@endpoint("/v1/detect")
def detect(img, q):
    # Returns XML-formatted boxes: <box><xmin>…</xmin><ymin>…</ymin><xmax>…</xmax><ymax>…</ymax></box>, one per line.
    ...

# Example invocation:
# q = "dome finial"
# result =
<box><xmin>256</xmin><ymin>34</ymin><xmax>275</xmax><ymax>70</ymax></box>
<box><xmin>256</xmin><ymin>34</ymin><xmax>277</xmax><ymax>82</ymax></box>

» **WHAT TO PRODUCE**
Identify every line of the records above that contains the string "xmin", treating uppercase and lowercase letters as distinct, and copy each such line.

» **SOLUTION TO THE PROBLEM**
    # Returns XML-formatted boxes: <box><xmin>…</xmin><ymin>…</ymin><xmax>…</xmax><ymax>…</ymax></box>, one per line.
<box><xmin>256</xmin><ymin>34</ymin><xmax>275</xmax><ymax>70</ymax></box>
<box><xmin>256</xmin><ymin>34</ymin><xmax>277</xmax><ymax>82</ymax></box>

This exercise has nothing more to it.